In the data that follows, each entry is to be restated exactly.
═════ Data for processing ═════
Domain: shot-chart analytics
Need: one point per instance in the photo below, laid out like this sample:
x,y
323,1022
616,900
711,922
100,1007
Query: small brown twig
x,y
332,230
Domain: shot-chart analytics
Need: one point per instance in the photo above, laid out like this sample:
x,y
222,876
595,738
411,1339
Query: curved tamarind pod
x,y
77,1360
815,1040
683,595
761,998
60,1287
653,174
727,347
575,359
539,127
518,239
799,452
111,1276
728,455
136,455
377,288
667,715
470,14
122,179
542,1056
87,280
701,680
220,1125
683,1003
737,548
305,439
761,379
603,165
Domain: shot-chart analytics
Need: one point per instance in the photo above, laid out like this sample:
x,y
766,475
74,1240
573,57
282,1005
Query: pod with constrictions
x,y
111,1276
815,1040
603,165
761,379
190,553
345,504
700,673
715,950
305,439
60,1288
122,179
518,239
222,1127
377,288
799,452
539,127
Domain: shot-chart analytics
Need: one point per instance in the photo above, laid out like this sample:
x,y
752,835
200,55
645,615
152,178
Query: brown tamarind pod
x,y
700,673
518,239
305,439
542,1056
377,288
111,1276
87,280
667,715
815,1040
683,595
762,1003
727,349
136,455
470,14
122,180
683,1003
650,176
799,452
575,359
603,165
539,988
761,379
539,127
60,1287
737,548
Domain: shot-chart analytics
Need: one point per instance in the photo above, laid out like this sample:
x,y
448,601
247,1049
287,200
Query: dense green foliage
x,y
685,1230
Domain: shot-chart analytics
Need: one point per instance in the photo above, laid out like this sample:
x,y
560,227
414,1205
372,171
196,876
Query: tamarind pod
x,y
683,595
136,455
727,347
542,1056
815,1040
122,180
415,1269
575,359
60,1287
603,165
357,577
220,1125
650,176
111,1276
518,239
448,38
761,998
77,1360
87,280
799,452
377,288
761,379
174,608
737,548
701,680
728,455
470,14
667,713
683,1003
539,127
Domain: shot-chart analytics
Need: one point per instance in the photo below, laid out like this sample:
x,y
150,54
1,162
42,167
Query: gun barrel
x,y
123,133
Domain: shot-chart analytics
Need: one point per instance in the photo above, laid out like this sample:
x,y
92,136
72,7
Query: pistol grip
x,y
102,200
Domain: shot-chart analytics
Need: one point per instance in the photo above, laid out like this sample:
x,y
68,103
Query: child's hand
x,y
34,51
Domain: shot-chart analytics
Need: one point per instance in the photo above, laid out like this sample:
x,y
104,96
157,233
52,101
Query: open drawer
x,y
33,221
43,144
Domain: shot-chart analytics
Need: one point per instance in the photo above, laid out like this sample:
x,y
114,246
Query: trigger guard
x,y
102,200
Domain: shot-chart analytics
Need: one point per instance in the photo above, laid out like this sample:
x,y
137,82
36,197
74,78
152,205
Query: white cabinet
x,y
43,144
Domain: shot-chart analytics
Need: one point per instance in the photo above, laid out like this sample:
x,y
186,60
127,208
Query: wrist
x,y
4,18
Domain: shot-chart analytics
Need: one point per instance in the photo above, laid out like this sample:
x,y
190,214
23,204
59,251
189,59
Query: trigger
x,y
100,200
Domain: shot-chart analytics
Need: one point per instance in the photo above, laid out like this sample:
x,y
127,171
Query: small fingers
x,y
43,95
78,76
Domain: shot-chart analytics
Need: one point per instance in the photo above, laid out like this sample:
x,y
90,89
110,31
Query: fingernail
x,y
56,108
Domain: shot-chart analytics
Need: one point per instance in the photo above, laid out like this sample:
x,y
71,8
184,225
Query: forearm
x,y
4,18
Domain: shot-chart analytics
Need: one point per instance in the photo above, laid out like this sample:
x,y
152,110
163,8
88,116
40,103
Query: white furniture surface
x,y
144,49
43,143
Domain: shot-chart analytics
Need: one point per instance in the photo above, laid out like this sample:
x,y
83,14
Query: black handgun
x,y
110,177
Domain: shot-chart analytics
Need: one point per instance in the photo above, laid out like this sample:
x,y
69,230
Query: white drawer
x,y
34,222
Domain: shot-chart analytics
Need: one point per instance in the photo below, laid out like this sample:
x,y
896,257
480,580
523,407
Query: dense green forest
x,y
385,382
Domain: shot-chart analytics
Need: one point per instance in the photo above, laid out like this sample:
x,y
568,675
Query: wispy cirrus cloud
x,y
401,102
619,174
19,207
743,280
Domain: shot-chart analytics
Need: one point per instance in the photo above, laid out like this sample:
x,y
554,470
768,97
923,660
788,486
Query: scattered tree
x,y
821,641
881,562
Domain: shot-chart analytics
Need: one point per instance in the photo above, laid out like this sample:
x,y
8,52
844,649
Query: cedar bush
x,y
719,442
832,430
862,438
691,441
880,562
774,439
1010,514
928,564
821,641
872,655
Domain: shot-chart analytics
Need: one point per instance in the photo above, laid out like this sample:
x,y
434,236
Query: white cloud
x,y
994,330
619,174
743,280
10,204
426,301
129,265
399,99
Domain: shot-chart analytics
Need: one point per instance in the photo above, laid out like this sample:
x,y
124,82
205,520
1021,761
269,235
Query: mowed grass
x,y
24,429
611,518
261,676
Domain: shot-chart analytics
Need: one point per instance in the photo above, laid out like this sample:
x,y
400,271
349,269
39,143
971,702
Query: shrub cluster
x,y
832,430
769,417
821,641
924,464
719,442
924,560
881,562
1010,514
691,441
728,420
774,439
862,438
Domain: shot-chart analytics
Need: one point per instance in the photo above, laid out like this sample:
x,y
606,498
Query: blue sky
═════
Output ▸
Domain: shot-chart analytics
Need: one point per instance in the photo below, laid out like this sample:
x,y
323,1022
616,900
711,922
100,1007
Query: small brown twig
x,y
332,230
Domain: shot-chart analytics
Need: one point per instance in the photo above, laid out like this sample:
x,y
222,876
595,738
411,1339
Query: curved tamarind pod
x,y
77,1360
815,1040
683,595
761,998
60,1287
653,174
727,347
575,359
539,127
518,239
799,452
111,1276
728,455
136,455
377,288
667,715
470,14
122,179
542,1056
87,280
701,680
220,1125
683,1003
737,548
305,439
761,379
603,165
Domain: shot-chart analytics
Need: one point per instance in the photo above, laid out like this sample:
x,y
766,475
74,1240
573,57
282,1005
Query: pod with constrictions
x,y
111,1276
815,1040
603,165
761,379
190,553
345,504
700,673
715,950
305,439
60,1288
122,179
518,239
222,1127
377,288
799,452
539,127
Domain: shot-chart analytics
Need: one point per instance in the photo above, laid out like this sample:
x,y
752,835
200,55
645,615
152,178
Query: brown tamarind pod
x,y
700,673
518,239
305,439
542,1056
377,288
111,1276
87,280
667,715
815,1040
683,595
762,1003
727,349
136,455
470,14
122,180
683,1003
650,176
799,452
575,359
603,165
539,988
761,379
539,127
60,1287
737,548
Domain: shot-chart analytics
Need: one point per instance in the photo above, laid out like this sample:
x,y
448,601
247,1049
287,200
Query: dense green foliage
x,y
685,1230
Domain: shot-chart analytics
Need: one point per instance in the photo above, laid out like this sample:
x,y
560,227
414,1205
372,171
196,876
Query: tamarind pod
x,y
683,595
136,455
727,347
542,1056
815,1040
122,180
415,1269
575,359
60,1287
603,165
357,577
220,1125
650,176
111,1276
518,239
448,38
761,998
77,1360
87,280
799,452
377,288
761,379
174,608
737,548
701,680
728,455
470,14
667,713
683,1003
539,127
Domain: shot-chart analytics
Need: one point per instance in the photo below, laid out like this sample:
x,y
150,54
1,162
42,167
Query: gun barrel
x,y
123,133
Domain: shot-chart analytics
Need: one point per instance in the photo above, laid out like this sample:
x,y
92,136
72,7
Query: pistol grip
x,y
102,200
Domain: shot-chart analytics
Need: one point per instance in the photo above, laid out like this sample:
x,y
68,103
Query: child's hand
x,y
34,51
Domain: shot-chart analytics
Need: one point per instance in the photo above, laid out like this sample:
x,y
104,96
157,233
52,101
Query: open drawer
x,y
33,221
43,144
Domain: shot-chart analytics
Need: one point per instance in the photo above, laid out like this sample:
x,y
114,246
Query: trigger guard
x,y
102,200
Domain: shot-chart analytics
Need: one point per instance in the photo above, laid out like this sample:
x,y
137,82
36,197
74,78
152,205
Query: white cabinet
x,y
43,144
Domain: shot-chart analytics
Need: one point per instance in the photo above, laid out like this sample:
x,y
186,60
127,208
Query: wrist
x,y
4,18
Domain: shot-chart analytics
Need: one point per instance in the photo above, laid out like this sample:
x,y
190,214
23,204
59,251
189,59
Query: trigger
x,y
100,200
Domain: shot-chart analytics
Need: one point per instance in the photo above, laid out like this sample:
x,y
127,171
Query: small fingers
x,y
43,95
78,76
Domain: shot-chart analytics
Need: one point per instance in the photo above, laid out like this sample:
x,y
90,89
110,31
Query: fingernail
x,y
56,108
Domain: shot-chart analytics
Need: one point per instance in the photo above, laid out like this sample:
x,y
71,8
184,225
Query: forearm
x,y
4,18
Domain: shot-chart analytics
Need: one point per instance in the photo above, laid out like this sample:
x,y
152,110
163,8
88,116
40,103
Query: white furniture surface
x,y
144,49
43,143
Domain: shot-chart analytics
Need: one point per instance in the photo above, laid out like this sample:
x,y
83,14
Query: black handgun
x,y
110,177
Domain: shot-chart analytics
Need: one point per instance in the photo above, laid out like this sample:
x,y
69,230
Query: white drawer
x,y
34,222
Domain: shot-chart analytics
Need: one point per instance in the photo below, laid out like this sample:
x,y
896,257
480,580
523,407
Query: dense green forest
x,y
385,382
Domain: shot-chart analytics
Need: one point per instance in the photo above, laid out like this sample:
x,y
568,675
Query: wispy cirrus cloud
x,y
401,102
619,174
19,207
743,280
Domain: shot-chart analytics
Need: one point per instance in the photo above, laid out like this sample:
x,y
554,470
768,97
923,660
788,486
Query: scattered tree
x,y
821,641
881,562
Domain: shot-chart analytics
Need: one point per instance in the photo above, laid out like this sample:
x,y
8,52
844,649
Query: cedar bush
x,y
719,442
832,430
862,438
691,441
880,562
774,439
1010,514
928,564
821,641
872,655
Domain: shot-chart analytics
Need: one point per instance in the photo above, laid out like this sample:
x,y
434,236
Query: white cloud
x,y
994,330
619,174
743,280
10,204
426,301
129,265
399,99
Domain: shot-chart analytics
Need: one point per instance in the photo above, laid out like this sample:
x,y
124,82
205,520
1021,761
269,235
Query: mowed grass
x,y
24,429
611,518
261,676
Domain: shot-chart analytics
Need: one point per instance in the photo above, laid out like this sample:
x,y
400,271
349,269
39,143
971,702
Query: shrub cluster
x,y
832,430
769,417
821,641
924,464
719,442
924,560
881,562
1010,514
691,441
728,420
774,439
862,438
Domain: shot-chart analytics
Need: one point per instance in the photo above, laid out like this sample:
x,y
606,498
Query: blue sky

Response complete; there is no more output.